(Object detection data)
--------------------
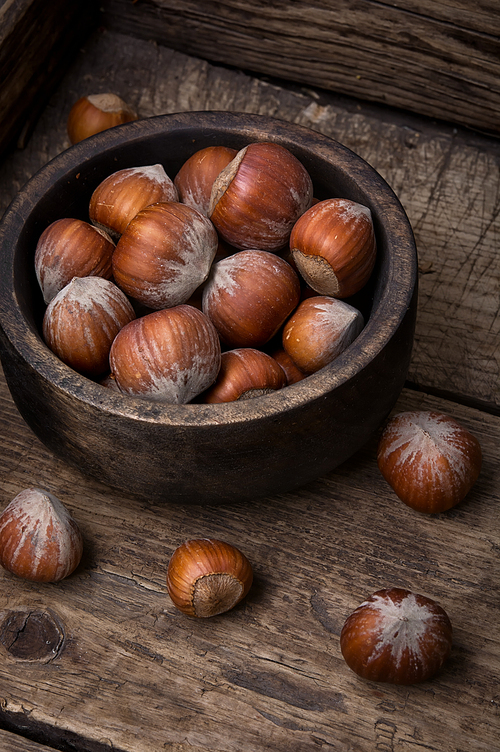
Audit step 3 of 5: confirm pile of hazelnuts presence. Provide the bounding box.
[35,142,376,404]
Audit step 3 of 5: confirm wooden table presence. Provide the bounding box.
[0,17,500,752]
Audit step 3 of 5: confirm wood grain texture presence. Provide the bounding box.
[0,364,500,752]
[0,27,500,411]
[102,0,500,133]
[0,729,53,752]
[0,0,96,154]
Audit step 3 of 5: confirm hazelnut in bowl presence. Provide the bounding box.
[0,112,417,503]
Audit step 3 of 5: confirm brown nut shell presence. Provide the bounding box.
[89,164,178,239]
[0,488,83,582]
[43,277,135,377]
[208,142,313,252]
[112,202,218,310]
[35,218,115,304]
[340,588,453,684]
[282,295,364,374]
[167,538,253,618]
[67,93,137,144]
[290,198,376,298]
[199,347,286,404]
[377,410,482,514]
[202,250,300,348]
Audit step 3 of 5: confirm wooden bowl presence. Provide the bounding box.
[0,112,417,503]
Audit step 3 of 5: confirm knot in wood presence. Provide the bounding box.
[0,610,64,663]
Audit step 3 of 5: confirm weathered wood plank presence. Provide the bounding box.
[0,729,58,752]
[0,360,500,752]
[0,32,500,410]
[99,0,500,133]
[0,0,97,155]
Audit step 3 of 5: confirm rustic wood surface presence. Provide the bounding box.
[0,0,96,156]
[100,0,500,134]
[0,23,500,752]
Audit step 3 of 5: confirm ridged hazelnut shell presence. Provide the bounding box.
[42,277,135,377]
[203,347,287,404]
[209,143,313,252]
[174,146,238,216]
[89,164,178,238]
[67,94,137,144]
[109,304,221,404]
[202,250,300,348]
[377,410,482,514]
[282,295,364,374]
[340,588,453,684]
[290,198,376,298]
[35,218,115,304]
[0,488,83,582]
[112,202,218,310]
[167,538,253,617]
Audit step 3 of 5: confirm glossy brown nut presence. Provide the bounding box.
[290,198,376,298]
[202,251,300,348]
[167,538,253,617]
[208,143,313,252]
[340,588,453,684]
[67,94,137,144]
[0,488,83,582]
[43,277,135,377]
[202,347,286,404]
[282,295,364,373]
[112,202,218,310]
[89,164,178,239]
[109,305,221,404]
[174,146,238,216]
[35,218,115,304]
[377,410,482,514]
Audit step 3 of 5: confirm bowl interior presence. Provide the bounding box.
[0,112,415,425]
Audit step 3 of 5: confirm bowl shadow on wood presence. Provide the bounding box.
[0,112,417,504]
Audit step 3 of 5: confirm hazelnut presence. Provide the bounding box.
[199,347,286,404]
[89,164,178,239]
[112,202,218,309]
[202,251,300,348]
[35,218,115,303]
[67,94,137,144]
[174,146,238,216]
[377,410,482,514]
[43,277,135,377]
[290,198,376,298]
[282,295,364,374]
[340,588,452,684]
[109,305,221,404]
[167,538,253,617]
[208,143,312,252]
[0,488,83,582]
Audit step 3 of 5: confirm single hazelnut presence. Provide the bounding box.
[282,295,364,374]
[112,202,218,310]
[377,410,482,514]
[109,304,221,404]
[67,94,137,144]
[89,164,178,239]
[202,251,300,348]
[290,198,376,298]
[0,488,83,582]
[42,277,135,377]
[208,143,313,252]
[340,588,452,684]
[167,538,253,617]
[174,146,238,216]
[35,218,115,304]
[202,347,286,404]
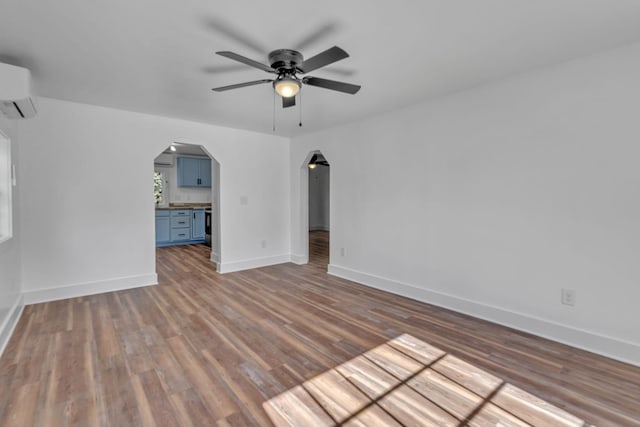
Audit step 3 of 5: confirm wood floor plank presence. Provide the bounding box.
[0,231,640,427]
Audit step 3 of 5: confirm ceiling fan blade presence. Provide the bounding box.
[302,77,360,95]
[200,64,247,74]
[211,79,273,92]
[293,22,338,50]
[204,18,267,55]
[322,67,356,77]
[216,50,276,73]
[297,46,349,73]
[282,96,296,108]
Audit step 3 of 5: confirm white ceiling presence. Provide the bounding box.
[0,0,640,135]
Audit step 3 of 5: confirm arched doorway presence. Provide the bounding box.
[301,150,331,270]
[154,142,220,270]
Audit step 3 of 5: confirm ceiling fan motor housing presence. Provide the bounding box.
[269,49,304,74]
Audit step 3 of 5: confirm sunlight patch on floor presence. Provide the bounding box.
[263,334,585,427]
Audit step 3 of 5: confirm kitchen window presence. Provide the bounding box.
[0,132,13,243]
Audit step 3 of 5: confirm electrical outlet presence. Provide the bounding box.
[560,289,576,306]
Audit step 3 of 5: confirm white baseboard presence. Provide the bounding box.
[217,254,291,273]
[328,265,640,366]
[24,273,158,304]
[0,295,24,356]
[291,254,309,265]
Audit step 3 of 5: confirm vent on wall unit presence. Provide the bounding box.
[153,153,173,166]
[0,63,36,119]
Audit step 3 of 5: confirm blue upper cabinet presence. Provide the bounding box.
[178,157,211,188]
[198,159,211,188]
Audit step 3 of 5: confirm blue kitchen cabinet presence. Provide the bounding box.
[191,209,205,240]
[178,157,211,188]
[156,209,205,246]
[156,211,171,245]
[171,209,191,242]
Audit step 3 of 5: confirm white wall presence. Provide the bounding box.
[0,117,22,354]
[20,99,290,301]
[309,166,330,231]
[291,44,640,364]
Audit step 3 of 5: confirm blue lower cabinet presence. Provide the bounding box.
[156,209,205,246]
[171,228,191,242]
[191,209,205,240]
[156,213,171,244]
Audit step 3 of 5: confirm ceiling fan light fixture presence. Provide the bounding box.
[273,77,300,98]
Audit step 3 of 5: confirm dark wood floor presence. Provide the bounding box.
[0,234,640,426]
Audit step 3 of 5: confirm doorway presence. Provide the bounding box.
[307,151,331,271]
[153,142,221,271]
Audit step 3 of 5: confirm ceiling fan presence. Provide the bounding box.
[212,46,360,108]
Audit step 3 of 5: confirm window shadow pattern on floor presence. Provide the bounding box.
[263,334,587,427]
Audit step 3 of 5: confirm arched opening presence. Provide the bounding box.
[153,142,220,271]
[301,150,331,270]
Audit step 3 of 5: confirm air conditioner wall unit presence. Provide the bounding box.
[153,153,173,166]
[0,63,37,119]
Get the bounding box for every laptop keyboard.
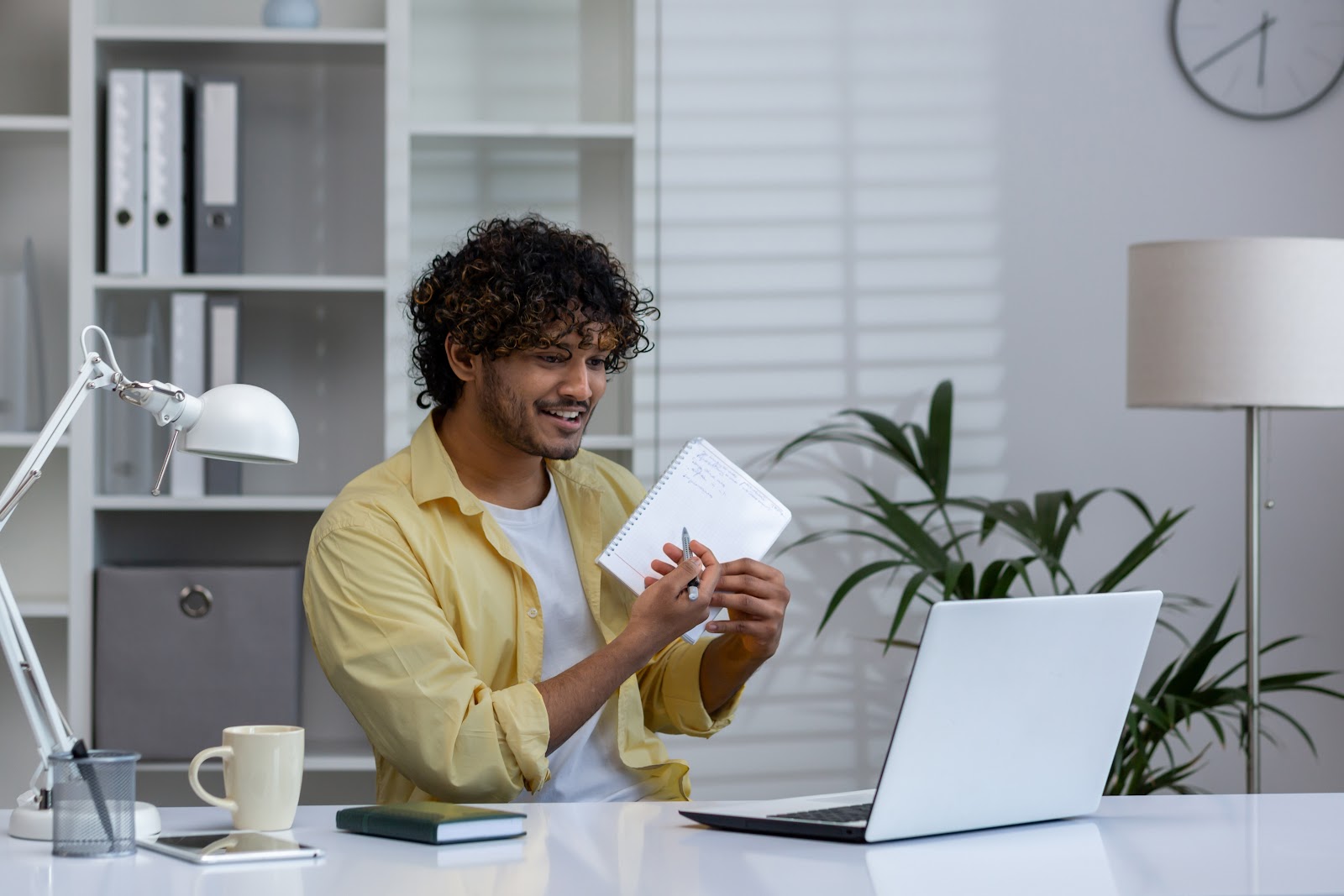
[770,804,872,825]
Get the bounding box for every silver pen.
[681,525,701,600]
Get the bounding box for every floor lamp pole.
[1246,407,1261,794]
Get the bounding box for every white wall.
[1000,0,1344,791]
[637,0,1344,798]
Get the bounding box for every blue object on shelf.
[260,0,320,29]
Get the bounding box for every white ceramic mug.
[186,726,304,831]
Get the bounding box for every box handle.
[177,584,215,619]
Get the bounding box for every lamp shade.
[1126,238,1344,407]
[183,383,298,464]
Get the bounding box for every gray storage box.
[92,565,304,759]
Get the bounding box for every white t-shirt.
[482,473,657,802]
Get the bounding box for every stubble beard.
[480,364,586,461]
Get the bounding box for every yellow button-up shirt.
[304,414,741,802]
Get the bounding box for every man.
[304,217,789,802]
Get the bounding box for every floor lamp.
[0,327,298,840]
[1126,238,1344,794]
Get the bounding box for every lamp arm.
[0,352,123,800]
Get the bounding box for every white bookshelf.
[0,0,636,800]
[92,274,387,296]
[92,495,333,513]
[18,596,70,619]
[410,121,634,141]
[0,116,70,139]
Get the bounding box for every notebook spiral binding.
[602,437,704,556]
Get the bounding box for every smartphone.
[136,831,323,865]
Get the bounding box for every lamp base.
[9,802,163,841]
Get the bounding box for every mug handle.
[186,747,238,811]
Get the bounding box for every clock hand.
[1189,13,1278,76]
[1255,12,1268,87]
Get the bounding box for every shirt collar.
[410,408,601,513]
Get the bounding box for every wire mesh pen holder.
[51,750,139,857]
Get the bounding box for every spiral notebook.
[596,438,793,643]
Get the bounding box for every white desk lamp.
[0,327,298,840]
[1127,238,1344,794]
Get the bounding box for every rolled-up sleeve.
--------------------
What you are asked to do
Set down every line of the material above word for word, leaving out the pictures.

Solution to the problem
Audit step 3 of 5: confirm pile of hazelnuts presence. Provide the bounding box.
[35,142,376,404]
Audit step 3 of 5: confirm wooden table presence. Provide the bounding box.
[0,17,500,752]
Audit step 3 of 5: confirm wood grain texture presence. Provide the bounding box.
[0,364,500,752]
[0,27,500,411]
[102,0,500,133]
[0,729,53,752]
[0,0,96,154]
Audit step 3 of 5: confirm hazelnut in bowl presence. Provide the bounding box.
[0,112,417,503]
Audit step 3 of 5: confirm brown nut shell presence. Provide the bounding box.
[89,164,178,239]
[0,488,83,582]
[43,277,135,377]
[208,142,313,252]
[112,202,218,310]
[35,218,115,304]
[340,588,453,684]
[282,295,364,374]
[167,538,253,618]
[67,93,137,144]
[290,198,376,298]
[199,347,286,404]
[377,410,482,514]
[202,250,300,348]
Audit step 3 of 5: confirm wooden bowl presence. Provide the bounding box.
[0,112,417,503]
Audit step 3 of 5: confirm knot in wood presence. Provide the bounding box.
[0,610,64,663]
Audit step 3 of 5: confirm weathered wood plank presence. Provide the bounding box.
[0,729,58,752]
[0,360,500,752]
[0,32,500,410]
[99,0,500,133]
[0,0,97,155]
Audit step 3 of 5: confirm rustic wood surface presence. Provide the bounding box.
[0,0,96,156]
[100,0,500,134]
[0,23,500,752]
Audit step 3 of 5: confirm ridged hazelnut shell presence. Provide the bounding box.
[42,277,135,377]
[203,347,287,404]
[209,143,313,252]
[174,146,238,216]
[89,164,178,238]
[67,94,137,144]
[109,304,221,404]
[202,250,300,348]
[377,410,482,514]
[282,295,364,374]
[340,588,453,684]
[290,198,376,298]
[35,218,115,304]
[0,488,83,582]
[112,202,218,310]
[167,538,253,617]
Audit step 3 of 5: confirm glossy brown nut presence. Provide the bounding box.
[290,198,376,298]
[202,251,300,348]
[167,538,253,617]
[208,143,313,252]
[340,588,453,684]
[67,94,137,144]
[0,488,83,582]
[43,277,135,377]
[202,347,286,404]
[282,295,364,373]
[112,202,218,310]
[89,164,178,239]
[109,305,221,404]
[174,146,238,216]
[35,218,115,304]
[377,410,482,514]
Audit step 3 of 5: confirm bowl interior presence. Provide the bounding box.
[0,112,415,425]
Audit step 3 of 5: confirm bowl shadow on wood presence. Provide the bounding box.
[0,112,417,504]
Audit step 3 of 5: confirm hazelnut presence. Provide the bounding box.
[199,347,286,404]
[89,164,178,239]
[112,202,218,309]
[202,251,300,348]
[35,218,115,303]
[67,94,137,144]
[174,146,238,216]
[377,410,482,514]
[43,277,135,377]
[290,198,376,298]
[282,295,364,374]
[340,588,452,684]
[109,305,221,404]
[167,538,253,617]
[208,143,312,252]
[0,488,83,582]
Audit step 3 of 5: confirm single hazelnut presence. Provide the bounding box.
[282,295,364,374]
[112,202,218,310]
[377,410,482,514]
[109,304,221,404]
[67,94,137,144]
[89,164,178,239]
[202,251,300,348]
[290,198,376,298]
[0,488,83,582]
[42,277,135,377]
[208,143,313,252]
[340,588,452,684]
[167,538,253,617]
[174,146,238,216]
[35,218,115,304]
[202,347,286,404]
Audit step 3 of 5: confirm wood floor plank presence. Provide the bounding box.
[0,231,640,427]
Audit step 3 of 5: confirm ceiling fan blade presence. Provide the bounding box.
[302,77,360,95]
[200,64,247,74]
[211,79,273,92]
[293,22,338,50]
[204,18,267,55]
[322,67,356,77]
[216,50,276,73]
[297,46,349,73]
[282,96,296,108]
Audit step 3 of 5: confirm white ceiling presence. Provide the bounding box.
[0,0,640,135]
Audit step 3 of 5: confirm arched doorway presence. Provide the bounding box.
[301,150,331,270]
[154,142,220,270]
Audit step 3 of 5: confirm ceiling fan motor housing presence. Provide the bounding box.
[269,49,304,74]
Audit step 3 of 5: confirm sunlight patch on floor presence. Provide the bounding box.
[263,334,585,427]
Audit step 3 of 5: confirm kitchen window presence. Provide the bounding box.
[0,132,13,243]
Audit step 3 of 5: confirm electrical outlet presence. Provide the bounding box.
[560,289,576,306]
Audit step 3 of 5: confirm white baseboard presence. Provide the bounding box.
[217,254,291,273]
[328,265,640,366]
[24,273,158,304]
[0,295,24,356]
[291,254,309,265]
Audit step 3 of 5: confirm vent on wall unit presence. Provide the bounding box.
[153,153,173,166]
[0,63,36,119]
Audit step 3 of 5: confirm blue upper cabinet presence. Provide the bounding box.
[178,157,211,188]
[198,159,211,188]
Audit step 3 of 5: confirm blue kitchen cabinet presence. Provide the bounding box.
[191,209,205,240]
[178,157,211,188]
[156,209,205,246]
[156,211,171,245]
[171,209,191,242]
Audit step 3 of 5: confirm white wall presence. Provide the bounding box.
[0,117,22,354]
[20,99,290,301]
[309,166,330,231]
[291,44,640,364]
Audit step 3 of 5: confirm blue lower cabinet presence. Provide the bounding box.
[156,209,205,246]
[171,228,191,242]
[191,209,205,240]
[156,213,171,244]
Audit step 3 of 5: confirm ceiling fan light fixture presence. Provide the bounding box.
[273,77,300,98]
Audit step 3 of 5: confirm dark wood floor presence. Provide the bounding box.
[0,234,640,426]
Audit step 3 of 5: confirm doorway presence. Provide the bounding box.
[307,151,331,271]
[153,142,221,271]
Audit step 3 of 5: confirm ceiling fan presence. Provide the bounding box.
[212,46,360,108]
Audit step 3 of 5: confirm window shadow pattern on floor presence. Provide the bounding box.
[263,334,587,427]
Audit step 3 of 5: confirm arched opening presence. Provide the bounding box.
[153,142,220,271]
[301,150,331,270]
Audit step 3 of 5: confirm air conditioner wall unit presence. Provide the bounding box.
[153,153,173,166]
[0,63,37,119]
Get the bounding box for every laptop keyboard.
[770,804,872,825]
Get the bounding box for every silver pen.
[681,525,701,600]
Get the bounding box for every floor lamp pole.
[1246,407,1261,794]
Get the bounding box for every white wall.
[1000,0,1344,791]
[637,0,1344,798]
Get the bounding box for every blue object on shelf.
[260,0,320,29]
Get the bounding box for every white ceramic mug.
[186,726,304,831]
Get the bounding box for every box handle.
[177,584,215,619]
Get the bounding box for every lamp shade.
[1126,238,1344,407]
[183,383,298,464]
Get the bounding box for every gray storage box.
[92,565,304,759]
Get the bounding box for every white t-shirt.
[482,473,657,802]
Get the bounding box for every stubble beard.
[480,364,586,461]
Get the bounding box for every yellow button-up shirt.
[304,414,741,802]
Get the bounding box for every man.
[304,217,789,802]
Get the bounding box for every floor lamp.
[0,327,298,840]
[1126,238,1344,794]
Get the bounding box for every lamp arm.
[0,352,123,800]
Get the bounding box for every white bookshelf.
[0,0,636,800]
[92,274,387,296]
[92,495,333,513]
[18,596,70,619]
[410,121,634,141]
[0,116,70,139]
Get the bounding box for every notebook spiral binding.
[602,437,704,556]
Get the bounding box for every smartphone.
[136,831,323,865]
Get the bounding box for every lamp base.
[9,802,163,841]
Get the bounding box for every mug handle.
[186,747,238,811]
Get the bounding box for every clock hand.
[1189,13,1278,76]
[1255,12,1268,87]
Get the bounding box for every shirt collar.
[410,408,601,513]
Get the bounding box for every wire mesh pen holder.
[51,750,139,857]
Get the bounding box for every spiral notebook.
[596,438,793,643]
Get the bounding box for every white desk lamp.
[0,327,298,840]
[1127,238,1344,794]
Get the bounding box for every rolled-up sleeve.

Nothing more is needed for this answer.